§ **Task directions**
Rewrite every line of the records below as a numbered list, leaving out the blank lines.

************

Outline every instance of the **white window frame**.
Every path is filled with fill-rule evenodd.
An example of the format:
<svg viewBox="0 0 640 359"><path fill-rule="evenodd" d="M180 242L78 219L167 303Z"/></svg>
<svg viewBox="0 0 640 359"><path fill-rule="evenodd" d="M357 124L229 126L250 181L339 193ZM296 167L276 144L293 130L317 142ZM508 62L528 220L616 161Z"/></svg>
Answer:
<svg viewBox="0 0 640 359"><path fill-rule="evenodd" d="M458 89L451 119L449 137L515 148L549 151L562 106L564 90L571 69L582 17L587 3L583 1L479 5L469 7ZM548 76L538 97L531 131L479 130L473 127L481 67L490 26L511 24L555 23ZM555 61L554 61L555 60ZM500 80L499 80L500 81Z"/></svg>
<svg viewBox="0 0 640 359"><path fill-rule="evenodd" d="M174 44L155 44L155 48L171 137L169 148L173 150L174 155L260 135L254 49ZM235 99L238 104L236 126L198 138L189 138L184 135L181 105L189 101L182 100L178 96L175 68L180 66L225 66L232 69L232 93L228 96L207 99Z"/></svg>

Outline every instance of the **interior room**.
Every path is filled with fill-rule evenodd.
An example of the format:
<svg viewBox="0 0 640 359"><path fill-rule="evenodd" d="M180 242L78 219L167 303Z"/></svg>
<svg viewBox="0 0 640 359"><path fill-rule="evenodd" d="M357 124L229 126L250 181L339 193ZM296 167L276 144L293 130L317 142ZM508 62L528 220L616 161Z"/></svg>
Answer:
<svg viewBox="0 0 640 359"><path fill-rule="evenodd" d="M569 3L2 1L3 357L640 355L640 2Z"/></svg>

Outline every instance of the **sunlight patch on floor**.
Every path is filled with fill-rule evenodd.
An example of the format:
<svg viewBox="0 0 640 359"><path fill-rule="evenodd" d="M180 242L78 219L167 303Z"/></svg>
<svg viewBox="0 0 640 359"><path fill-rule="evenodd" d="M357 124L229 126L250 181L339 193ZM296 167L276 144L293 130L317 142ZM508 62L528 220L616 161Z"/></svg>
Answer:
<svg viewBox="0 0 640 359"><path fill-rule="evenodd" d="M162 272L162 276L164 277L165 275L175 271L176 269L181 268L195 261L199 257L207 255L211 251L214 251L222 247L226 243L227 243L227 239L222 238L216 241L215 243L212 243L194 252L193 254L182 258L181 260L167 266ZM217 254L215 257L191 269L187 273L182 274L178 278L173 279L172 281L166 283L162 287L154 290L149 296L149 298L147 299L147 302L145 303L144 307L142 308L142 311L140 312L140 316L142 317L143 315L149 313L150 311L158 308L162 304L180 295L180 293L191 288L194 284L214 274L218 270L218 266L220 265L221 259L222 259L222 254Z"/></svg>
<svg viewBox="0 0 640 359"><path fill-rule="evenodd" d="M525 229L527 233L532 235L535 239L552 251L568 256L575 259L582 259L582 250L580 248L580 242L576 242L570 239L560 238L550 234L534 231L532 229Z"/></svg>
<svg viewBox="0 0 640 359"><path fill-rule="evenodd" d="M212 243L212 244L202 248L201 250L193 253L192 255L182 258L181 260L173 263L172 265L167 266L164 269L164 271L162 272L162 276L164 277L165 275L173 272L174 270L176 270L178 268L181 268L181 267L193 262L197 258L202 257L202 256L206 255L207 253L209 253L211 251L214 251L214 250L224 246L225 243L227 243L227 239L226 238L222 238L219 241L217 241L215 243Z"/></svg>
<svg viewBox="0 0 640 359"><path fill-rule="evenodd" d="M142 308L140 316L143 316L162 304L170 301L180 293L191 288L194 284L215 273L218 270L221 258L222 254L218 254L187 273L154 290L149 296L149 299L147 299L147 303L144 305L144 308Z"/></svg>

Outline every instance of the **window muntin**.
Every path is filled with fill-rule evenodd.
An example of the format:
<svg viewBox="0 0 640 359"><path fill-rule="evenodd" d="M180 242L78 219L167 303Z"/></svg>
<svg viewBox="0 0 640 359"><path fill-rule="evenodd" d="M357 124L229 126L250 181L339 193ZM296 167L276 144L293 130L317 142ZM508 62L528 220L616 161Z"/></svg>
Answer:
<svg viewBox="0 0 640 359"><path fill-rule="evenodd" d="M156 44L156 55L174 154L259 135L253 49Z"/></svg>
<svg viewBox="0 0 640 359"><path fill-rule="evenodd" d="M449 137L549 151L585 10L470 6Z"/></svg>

************

§ **Written solution**
1. Outline every instance of the **white window frame**.
2. Every path is filled with fill-rule evenodd.
3. An example of the format:
4. <svg viewBox="0 0 640 359"><path fill-rule="evenodd" d="M180 242L78 219L167 303Z"/></svg>
5. <svg viewBox="0 0 640 359"><path fill-rule="evenodd" d="M357 124L229 126L250 181L339 193ZM296 167L276 144L293 130L317 142ZM508 62L528 220L616 161Z"/></svg>
6. Answer:
7. <svg viewBox="0 0 640 359"><path fill-rule="evenodd" d="M458 89L451 119L449 137L515 148L549 151L562 106L564 90L571 69L582 17L587 3L583 1L479 5L469 7ZM548 76L538 97L531 131L479 130L473 127L481 67L490 26L511 24L555 23ZM555 61L554 61L555 60ZM500 80L499 80L500 81Z"/></svg>
8. <svg viewBox="0 0 640 359"><path fill-rule="evenodd" d="M174 44L155 44L155 48L171 137L169 148L173 150L174 155L260 135L254 49ZM235 99L238 104L236 126L198 138L189 138L184 135L181 105L189 101L182 100L178 96L175 68L180 66L225 66L232 69L232 93L228 96L207 99Z"/></svg>
9. Outline every instance of the **interior room**.
10. Every path is filled with fill-rule evenodd.
11. An example of the format:
12. <svg viewBox="0 0 640 359"><path fill-rule="evenodd" d="M180 242L78 219L167 303Z"/></svg>
13. <svg viewBox="0 0 640 359"><path fill-rule="evenodd" d="M357 124L229 126L250 181L339 193ZM296 167L276 144L293 130L317 142ZM508 62L528 220L616 161Z"/></svg>
14. Answer:
15. <svg viewBox="0 0 640 359"><path fill-rule="evenodd" d="M569 3L2 1L3 357L640 355L640 2Z"/></svg>
16. Outline every instance of the **sunlight patch on floor**.
17. Every path is filled with fill-rule evenodd.
18. An example of the format:
19. <svg viewBox="0 0 640 359"><path fill-rule="evenodd" d="M180 242L78 219L167 303Z"/></svg>
20. <svg viewBox="0 0 640 359"><path fill-rule="evenodd" d="M357 124L229 126L250 181L339 193ZM296 167L276 144L293 130L317 142ZM508 62L528 220L616 161Z"/></svg>
21. Answer:
22. <svg viewBox="0 0 640 359"><path fill-rule="evenodd" d="M162 272L162 276L164 277L165 275L175 271L176 269L181 268L195 261L199 257L207 255L211 251L214 251L222 247L226 243L227 243L227 239L222 238L216 241L215 243L212 243L194 252L193 254L182 258L181 260L167 266ZM217 254L215 257L191 269L187 273L182 274L178 278L173 279L172 281L166 283L162 287L154 290L149 296L149 298L147 299L147 302L145 303L144 307L142 308L142 311L140 312L140 316L142 317L143 315L149 313L150 311L158 308L162 304L180 295L180 293L191 288L194 284L214 274L218 270L218 266L220 265L221 259L222 259L222 254Z"/></svg>
23. <svg viewBox="0 0 640 359"><path fill-rule="evenodd" d="M525 229L527 233L532 235L535 239L552 251L568 256L575 259L582 259L582 250L580 248L580 242L576 242L570 239L560 238L550 234L534 231L532 229Z"/></svg>
24. <svg viewBox="0 0 640 359"><path fill-rule="evenodd" d="M212 243L212 244L202 248L201 250L193 253L192 255L182 258L181 260L173 263L172 265L167 266L164 269L164 271L162 272L162 276L164 277L165 275L173 272L174 270L176 270L178 268L181 268L181 267L193 262L197 258L202 257L202 256L206 255L207 253L209 253L211 251L214 251L214 250L224 246L225 243L227 243L227 239L226 238L222 238L219 241L217 241L215 243Z"/></svg>
25. <svg viewBox="0 0 640 359"><path fill-rule="evenodd" d="M142 308L140 316L143 316L162 304L170 301L180 293L191 288L194 284L215 273L218 270L221 258L222 254L218 254L187 273L154 290L149 296L149 299L147 299L147 303L144 305L144 308Z"/></svg>
26. Outline every instance of the **window muntin**.
27. Every path is filled with fill-rule evenodd.
28. An example of the format:
29. <svg viewBox="0 0 640 359"><path fill-rule="evenodd" d="M180 242L78 219L167 303Z"/></svg>
30. <svg viewBox="0 0 640 359"><path fill-rule="evenodd" d="M357 124L229 126L250 181L339 193ZM296 167L276 144L293 130L317 142ZM508 62L528 220L616 161Z"/></svg>
31. Answer:
32. <svg viewBox="0 0 640 359"><path fill-rule="evenodd" d="M156 44L156 55L174 154L259 135L253 49Z"/></svg>
33. <svg viewBox="0 0 640 359"><path fill-rule="evenodd" d="M449 137L549 151L585 10L470 6Z"/></svg>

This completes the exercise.